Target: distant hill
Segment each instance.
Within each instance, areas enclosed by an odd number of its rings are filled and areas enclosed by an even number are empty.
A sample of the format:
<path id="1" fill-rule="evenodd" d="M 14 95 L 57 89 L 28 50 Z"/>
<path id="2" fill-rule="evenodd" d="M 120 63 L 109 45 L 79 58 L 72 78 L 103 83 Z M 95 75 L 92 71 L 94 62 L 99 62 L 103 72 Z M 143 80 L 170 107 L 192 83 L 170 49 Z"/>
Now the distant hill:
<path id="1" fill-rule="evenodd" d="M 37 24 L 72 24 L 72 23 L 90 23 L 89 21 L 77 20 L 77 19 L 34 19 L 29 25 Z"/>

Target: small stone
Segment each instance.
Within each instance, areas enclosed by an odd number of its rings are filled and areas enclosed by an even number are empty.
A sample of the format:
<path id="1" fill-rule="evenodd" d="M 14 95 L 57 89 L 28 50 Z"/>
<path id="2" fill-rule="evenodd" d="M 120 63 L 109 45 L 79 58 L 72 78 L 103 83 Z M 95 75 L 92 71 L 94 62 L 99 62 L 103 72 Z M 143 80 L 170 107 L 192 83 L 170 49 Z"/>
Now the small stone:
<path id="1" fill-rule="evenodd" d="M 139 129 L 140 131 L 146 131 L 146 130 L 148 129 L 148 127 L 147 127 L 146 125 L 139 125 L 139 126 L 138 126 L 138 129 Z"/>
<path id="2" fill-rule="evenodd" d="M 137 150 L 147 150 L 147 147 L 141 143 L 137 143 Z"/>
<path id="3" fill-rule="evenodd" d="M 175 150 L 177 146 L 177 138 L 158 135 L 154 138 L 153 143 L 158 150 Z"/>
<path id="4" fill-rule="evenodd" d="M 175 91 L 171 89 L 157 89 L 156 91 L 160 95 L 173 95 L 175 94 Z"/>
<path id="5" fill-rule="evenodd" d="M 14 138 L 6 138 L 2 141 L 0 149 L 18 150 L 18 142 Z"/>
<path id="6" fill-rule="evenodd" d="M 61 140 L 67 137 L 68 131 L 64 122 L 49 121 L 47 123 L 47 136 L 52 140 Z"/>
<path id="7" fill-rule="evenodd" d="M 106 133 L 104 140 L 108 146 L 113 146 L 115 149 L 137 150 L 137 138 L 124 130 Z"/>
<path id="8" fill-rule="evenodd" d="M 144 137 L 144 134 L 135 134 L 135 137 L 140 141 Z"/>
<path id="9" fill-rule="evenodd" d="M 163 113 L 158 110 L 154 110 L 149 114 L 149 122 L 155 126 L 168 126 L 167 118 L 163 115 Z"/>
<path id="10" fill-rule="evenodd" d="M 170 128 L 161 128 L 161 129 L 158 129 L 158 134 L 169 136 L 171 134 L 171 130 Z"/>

══════

OBJECTIVE
Switch every "Segment" in the records above to "Outline" and write the records out again with nothing else changed.

RESPONSE FOR THIS EXERCISE
Target: distant hill
Outline each instance.
Within each instance, areas enclosed by an odd number of its rings are filled and areas enclosed by an even number are empty.
A sample of the format:
<path id="1" fill-rule="evenodd" d="M 14 95 L 57 89 L 28 50 Z"/>
<path id="2" fill-rule="evenodd" d="M 120 63 L 109 45 L 79 58 L 72 78 L 103 83 Z M 95 75 L 92 71 L 94 62 L 99 62 L 103 72 Z M 143 80 L 170 107 L 192 83 L 170 49 Z"/>
Now the distant hill:
<path id="1" fill-rule="evenodd" d="M 37 24 L 72 24 L 72 23 L 90 23 L 89 21 L 77 20 L 77 19 L 34 19 L 29 25 Z"/>

Target: small stone
Outline each instance.
Within each instance, areas enclosed by an odd number of its rings are filled and areas enclosed by an even number are empty.
A sample of the format:
<path id="1" fill-rule="evenodd" d="M 14 95 L 57 89 L 28 50 Z"/>
<path id="2" fill-rule="evenodd" d="M 120 63 L 109 45 L 79 58 L 72 78 L 103 83 Z M 95 75 L 92 71 L 94 62 L 99 62 L 103 72 Z M 143 80 L 170 107 L 192 83 L 170 49 Z"/>
Now the small stone:
<path id="1" fill-rule="evenodd" d="M 139 129 L 140 131 L 146 131 L 146 130 L 148 129 L 148 127 L 147 127 L 146 125 L 139 125 L 139 126 L 138 126 L 138 129 Z"/>
<path id="2" fill-rule="evenodd" d="M 137 150 L 147 150 L 147 147 L 141 143 L 137 143 Z"/>
<path id="3" fill-rule="evenodd" d="M 175 150 L 177 146 L 177 138 L 158 135 L 154 138 L 153 143 L 158 150 Z"/>
<path id="4" fill-rule="evenodd" d="M 175 91 L 171 89 L 157 89 L 156 91 L 160 95 L 173 95 L 175 94 Z"/>
<path id="5" fill-rule="evenodd" d="M 14 138 L 6 138 L 2 141 L 0 149 L 18 150 L 18 142 Z"/>
<path id="6" fill-rule="evenodd" d="M 61 140 L 67 137 L 68 131 L 64 122 L 49 121 L 47 123 L 47 136 L 52 140 Z"/>
<path id="7" fill-rule="evenodd" d="M 106 133 L 104 140 L 108 146 L 113 146 L 115 149 L 137 150 L 137 138 L 124 130 Z"/>
<path id="8" fill-rule="evenodd" d="M 144 137 L 144 134 L 135 134 L 135 137 L 140 141 Z"/>
<path id="9" fill-rule="evenodd" d="M 163 113 L 158 110 L 154 110 L 149 114 L 149 122 L 155 126 L 168 126 L 167 118 L 163 115 Z"/>
<path id="10" fill-rule="evenodd" d="M 170 128 L 161 128 L 161 129 L 158 129 L 158 134 L 169 136 L 171 134 L 171 130 Z"/>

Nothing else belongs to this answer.